• [DATA ENTRIES]
↓
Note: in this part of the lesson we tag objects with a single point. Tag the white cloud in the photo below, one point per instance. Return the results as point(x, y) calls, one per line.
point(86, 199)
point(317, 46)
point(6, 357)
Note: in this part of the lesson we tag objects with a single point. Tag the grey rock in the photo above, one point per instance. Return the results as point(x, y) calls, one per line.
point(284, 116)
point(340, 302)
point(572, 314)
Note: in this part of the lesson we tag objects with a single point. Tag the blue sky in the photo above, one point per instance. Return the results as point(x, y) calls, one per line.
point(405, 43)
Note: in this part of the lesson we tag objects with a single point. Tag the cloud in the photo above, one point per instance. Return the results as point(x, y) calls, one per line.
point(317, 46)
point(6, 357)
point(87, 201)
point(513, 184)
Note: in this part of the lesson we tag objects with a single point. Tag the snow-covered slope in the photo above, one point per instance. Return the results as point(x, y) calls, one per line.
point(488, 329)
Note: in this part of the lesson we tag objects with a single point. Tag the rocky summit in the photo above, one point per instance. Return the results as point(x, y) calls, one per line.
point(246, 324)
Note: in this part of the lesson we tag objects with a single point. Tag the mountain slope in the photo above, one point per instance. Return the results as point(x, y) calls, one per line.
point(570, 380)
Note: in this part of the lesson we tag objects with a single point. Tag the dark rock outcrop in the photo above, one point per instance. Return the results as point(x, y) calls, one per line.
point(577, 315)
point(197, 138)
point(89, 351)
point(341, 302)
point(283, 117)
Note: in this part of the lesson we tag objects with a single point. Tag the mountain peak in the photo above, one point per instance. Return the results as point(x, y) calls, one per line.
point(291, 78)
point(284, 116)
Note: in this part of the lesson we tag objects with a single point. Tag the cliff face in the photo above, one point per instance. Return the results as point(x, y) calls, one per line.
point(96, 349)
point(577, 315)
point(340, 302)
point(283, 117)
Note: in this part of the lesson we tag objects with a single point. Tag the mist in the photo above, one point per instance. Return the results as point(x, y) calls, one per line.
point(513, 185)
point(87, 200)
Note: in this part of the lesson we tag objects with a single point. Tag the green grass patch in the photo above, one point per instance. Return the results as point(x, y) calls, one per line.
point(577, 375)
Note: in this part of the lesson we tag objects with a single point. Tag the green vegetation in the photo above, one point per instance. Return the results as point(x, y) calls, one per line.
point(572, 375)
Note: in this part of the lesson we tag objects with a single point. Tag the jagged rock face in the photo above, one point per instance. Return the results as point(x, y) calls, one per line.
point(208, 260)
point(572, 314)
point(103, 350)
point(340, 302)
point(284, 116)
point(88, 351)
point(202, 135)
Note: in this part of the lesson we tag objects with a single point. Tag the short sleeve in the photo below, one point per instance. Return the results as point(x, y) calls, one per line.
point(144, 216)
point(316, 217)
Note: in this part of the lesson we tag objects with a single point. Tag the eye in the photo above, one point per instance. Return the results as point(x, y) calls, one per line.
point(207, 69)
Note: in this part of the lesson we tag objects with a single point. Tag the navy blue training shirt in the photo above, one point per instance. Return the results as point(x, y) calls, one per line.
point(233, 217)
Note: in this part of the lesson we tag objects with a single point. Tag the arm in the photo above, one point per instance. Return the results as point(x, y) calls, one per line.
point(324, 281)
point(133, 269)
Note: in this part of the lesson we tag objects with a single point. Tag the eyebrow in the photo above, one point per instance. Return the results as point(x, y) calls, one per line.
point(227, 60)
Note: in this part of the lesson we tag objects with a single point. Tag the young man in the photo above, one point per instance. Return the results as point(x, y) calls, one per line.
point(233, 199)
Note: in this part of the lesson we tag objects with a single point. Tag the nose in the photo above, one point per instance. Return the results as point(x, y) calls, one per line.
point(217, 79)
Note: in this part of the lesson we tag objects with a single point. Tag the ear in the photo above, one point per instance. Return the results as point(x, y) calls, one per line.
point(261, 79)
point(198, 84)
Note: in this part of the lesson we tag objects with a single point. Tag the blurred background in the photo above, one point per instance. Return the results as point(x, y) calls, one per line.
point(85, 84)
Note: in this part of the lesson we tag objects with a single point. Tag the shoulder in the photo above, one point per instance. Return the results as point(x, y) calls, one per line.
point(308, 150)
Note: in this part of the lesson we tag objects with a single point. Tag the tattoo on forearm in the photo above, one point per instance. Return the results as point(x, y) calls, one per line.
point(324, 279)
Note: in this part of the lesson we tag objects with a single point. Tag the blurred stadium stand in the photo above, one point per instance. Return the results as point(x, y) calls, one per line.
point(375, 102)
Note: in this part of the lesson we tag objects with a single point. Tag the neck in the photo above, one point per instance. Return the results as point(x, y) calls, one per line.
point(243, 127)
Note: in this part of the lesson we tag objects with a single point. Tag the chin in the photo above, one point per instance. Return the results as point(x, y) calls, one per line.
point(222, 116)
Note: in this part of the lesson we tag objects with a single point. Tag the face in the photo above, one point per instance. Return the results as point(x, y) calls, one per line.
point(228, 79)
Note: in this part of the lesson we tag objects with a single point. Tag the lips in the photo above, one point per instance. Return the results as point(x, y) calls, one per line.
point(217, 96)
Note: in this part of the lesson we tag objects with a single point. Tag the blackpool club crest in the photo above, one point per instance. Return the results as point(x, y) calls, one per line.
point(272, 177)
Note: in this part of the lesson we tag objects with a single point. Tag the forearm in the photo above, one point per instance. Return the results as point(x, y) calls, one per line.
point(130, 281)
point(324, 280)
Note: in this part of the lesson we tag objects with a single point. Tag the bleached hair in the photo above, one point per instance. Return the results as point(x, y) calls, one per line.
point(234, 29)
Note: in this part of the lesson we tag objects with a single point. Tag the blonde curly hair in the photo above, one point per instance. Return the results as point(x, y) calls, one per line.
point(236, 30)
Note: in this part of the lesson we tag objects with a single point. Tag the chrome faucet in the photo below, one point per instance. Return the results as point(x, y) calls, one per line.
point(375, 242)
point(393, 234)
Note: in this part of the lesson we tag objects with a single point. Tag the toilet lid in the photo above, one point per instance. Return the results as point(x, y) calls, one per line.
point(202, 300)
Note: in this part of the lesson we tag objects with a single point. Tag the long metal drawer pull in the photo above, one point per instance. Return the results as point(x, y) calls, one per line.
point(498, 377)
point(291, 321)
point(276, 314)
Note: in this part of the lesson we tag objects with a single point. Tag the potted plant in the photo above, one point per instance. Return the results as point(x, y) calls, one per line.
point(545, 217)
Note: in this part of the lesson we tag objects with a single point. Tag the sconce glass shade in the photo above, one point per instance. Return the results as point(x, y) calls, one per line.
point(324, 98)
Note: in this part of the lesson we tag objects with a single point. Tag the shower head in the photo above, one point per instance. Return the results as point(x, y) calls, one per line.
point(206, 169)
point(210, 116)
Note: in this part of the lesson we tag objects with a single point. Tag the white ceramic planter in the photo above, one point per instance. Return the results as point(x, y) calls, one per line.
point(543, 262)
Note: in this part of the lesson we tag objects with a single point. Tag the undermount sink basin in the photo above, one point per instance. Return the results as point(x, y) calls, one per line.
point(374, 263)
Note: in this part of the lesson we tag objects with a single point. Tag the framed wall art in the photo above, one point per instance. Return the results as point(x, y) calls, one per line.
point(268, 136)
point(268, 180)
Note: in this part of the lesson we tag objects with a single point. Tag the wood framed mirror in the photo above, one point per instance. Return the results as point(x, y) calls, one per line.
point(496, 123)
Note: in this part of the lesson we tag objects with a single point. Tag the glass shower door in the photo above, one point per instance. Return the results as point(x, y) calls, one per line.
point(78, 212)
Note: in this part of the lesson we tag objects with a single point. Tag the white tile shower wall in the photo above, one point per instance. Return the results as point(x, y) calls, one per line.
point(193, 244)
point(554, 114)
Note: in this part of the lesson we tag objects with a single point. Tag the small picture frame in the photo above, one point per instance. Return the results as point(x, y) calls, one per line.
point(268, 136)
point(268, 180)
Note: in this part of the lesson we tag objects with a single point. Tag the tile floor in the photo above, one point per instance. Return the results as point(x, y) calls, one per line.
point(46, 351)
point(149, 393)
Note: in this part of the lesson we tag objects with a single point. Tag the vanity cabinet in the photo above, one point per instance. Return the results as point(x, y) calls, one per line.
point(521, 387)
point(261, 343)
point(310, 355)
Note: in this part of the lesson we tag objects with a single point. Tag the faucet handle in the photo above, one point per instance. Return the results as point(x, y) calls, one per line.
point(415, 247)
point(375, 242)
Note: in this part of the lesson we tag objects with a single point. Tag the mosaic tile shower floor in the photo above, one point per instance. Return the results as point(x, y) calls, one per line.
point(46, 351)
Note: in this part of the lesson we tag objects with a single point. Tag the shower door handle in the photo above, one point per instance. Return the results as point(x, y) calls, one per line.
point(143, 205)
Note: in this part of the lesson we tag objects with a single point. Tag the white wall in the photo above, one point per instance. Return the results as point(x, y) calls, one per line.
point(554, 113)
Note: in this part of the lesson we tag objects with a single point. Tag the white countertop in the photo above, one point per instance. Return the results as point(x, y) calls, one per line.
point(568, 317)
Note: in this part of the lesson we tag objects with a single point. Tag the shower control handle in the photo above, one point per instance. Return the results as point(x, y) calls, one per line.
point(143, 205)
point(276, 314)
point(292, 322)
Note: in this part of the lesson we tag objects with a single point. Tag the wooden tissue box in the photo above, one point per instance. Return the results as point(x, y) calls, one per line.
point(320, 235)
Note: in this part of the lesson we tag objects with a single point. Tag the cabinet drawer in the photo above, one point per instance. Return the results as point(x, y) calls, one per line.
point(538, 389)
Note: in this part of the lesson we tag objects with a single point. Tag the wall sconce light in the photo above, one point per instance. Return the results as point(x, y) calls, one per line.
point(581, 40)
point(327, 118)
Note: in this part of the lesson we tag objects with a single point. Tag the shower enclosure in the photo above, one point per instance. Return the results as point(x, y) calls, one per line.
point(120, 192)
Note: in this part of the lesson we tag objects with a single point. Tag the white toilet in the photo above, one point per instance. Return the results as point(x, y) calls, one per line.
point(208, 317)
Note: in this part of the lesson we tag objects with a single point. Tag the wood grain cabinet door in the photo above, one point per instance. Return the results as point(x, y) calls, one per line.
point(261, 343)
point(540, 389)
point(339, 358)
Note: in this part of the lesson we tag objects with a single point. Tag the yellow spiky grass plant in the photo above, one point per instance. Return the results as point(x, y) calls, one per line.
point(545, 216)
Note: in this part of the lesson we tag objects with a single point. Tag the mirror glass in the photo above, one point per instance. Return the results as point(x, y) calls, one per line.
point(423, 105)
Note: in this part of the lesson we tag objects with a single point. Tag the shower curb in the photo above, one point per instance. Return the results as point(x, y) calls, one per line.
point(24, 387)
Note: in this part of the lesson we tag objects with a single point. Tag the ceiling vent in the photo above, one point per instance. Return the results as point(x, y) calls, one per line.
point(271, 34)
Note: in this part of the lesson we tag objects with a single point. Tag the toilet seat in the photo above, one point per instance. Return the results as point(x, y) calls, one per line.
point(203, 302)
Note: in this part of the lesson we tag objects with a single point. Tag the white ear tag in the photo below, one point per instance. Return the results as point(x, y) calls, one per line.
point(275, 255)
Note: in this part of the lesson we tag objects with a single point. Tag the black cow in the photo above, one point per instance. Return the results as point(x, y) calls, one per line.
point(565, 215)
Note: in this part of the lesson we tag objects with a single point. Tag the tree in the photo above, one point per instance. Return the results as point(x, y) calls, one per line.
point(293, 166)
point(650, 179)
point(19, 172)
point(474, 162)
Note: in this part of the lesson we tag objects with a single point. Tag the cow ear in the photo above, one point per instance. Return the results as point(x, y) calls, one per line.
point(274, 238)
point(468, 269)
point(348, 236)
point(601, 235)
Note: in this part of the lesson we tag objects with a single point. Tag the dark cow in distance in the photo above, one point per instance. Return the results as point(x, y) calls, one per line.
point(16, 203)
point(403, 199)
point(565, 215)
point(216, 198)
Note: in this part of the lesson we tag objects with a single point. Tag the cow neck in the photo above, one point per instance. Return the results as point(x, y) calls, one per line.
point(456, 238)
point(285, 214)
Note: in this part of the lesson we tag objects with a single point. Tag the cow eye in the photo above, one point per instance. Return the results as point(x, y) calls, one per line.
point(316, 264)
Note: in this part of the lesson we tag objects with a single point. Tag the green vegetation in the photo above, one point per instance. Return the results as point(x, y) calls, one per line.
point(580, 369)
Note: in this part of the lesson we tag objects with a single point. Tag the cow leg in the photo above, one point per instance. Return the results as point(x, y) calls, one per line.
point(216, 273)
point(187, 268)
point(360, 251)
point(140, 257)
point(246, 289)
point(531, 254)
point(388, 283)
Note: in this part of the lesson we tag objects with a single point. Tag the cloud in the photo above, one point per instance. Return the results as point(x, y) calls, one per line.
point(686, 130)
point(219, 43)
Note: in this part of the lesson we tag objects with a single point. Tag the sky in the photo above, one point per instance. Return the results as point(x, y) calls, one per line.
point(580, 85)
↑
• [WHAT IS EXPECTED] Please give the data between the lines holding "the white tile" and "point(310, 355)", inclusive, as a two-column CSV with the columns input and output. Each row holds a text in input and its answer in output, every field quoted, with line breaks turned into spaces.

• [TASK SOLUTION]
input,output
"Note: in this part of the lesson we tag objects with a single point. Tag the white tile shower wall in the photo above, one point per instance. Return the results as point(x, y) calls, one per line.","point(193, 244) point(554, 114)"
"Note: in this part of the lesson we tag objects with a single point. Tag the small picture frame in the photo above, one point per instance. Return the results as point(x, y) calls, one per line.","point(268, 136) point(268, 180)"
"Note: in this part of the lesson we tag objects with a single point. Tag the tile floor in the photo above, one point per instance. Return the results as point(x, y) calls, one per line.","point(46, 351) point(149, 393)"
"Note: in this part of the lesson we tag objects with a single point. Tag the vanity cabinet in the photo above, one point per instance. Return the results as point(x, y) calls, one per line.","point(521, 387) point(261, 343) point(310, 355)"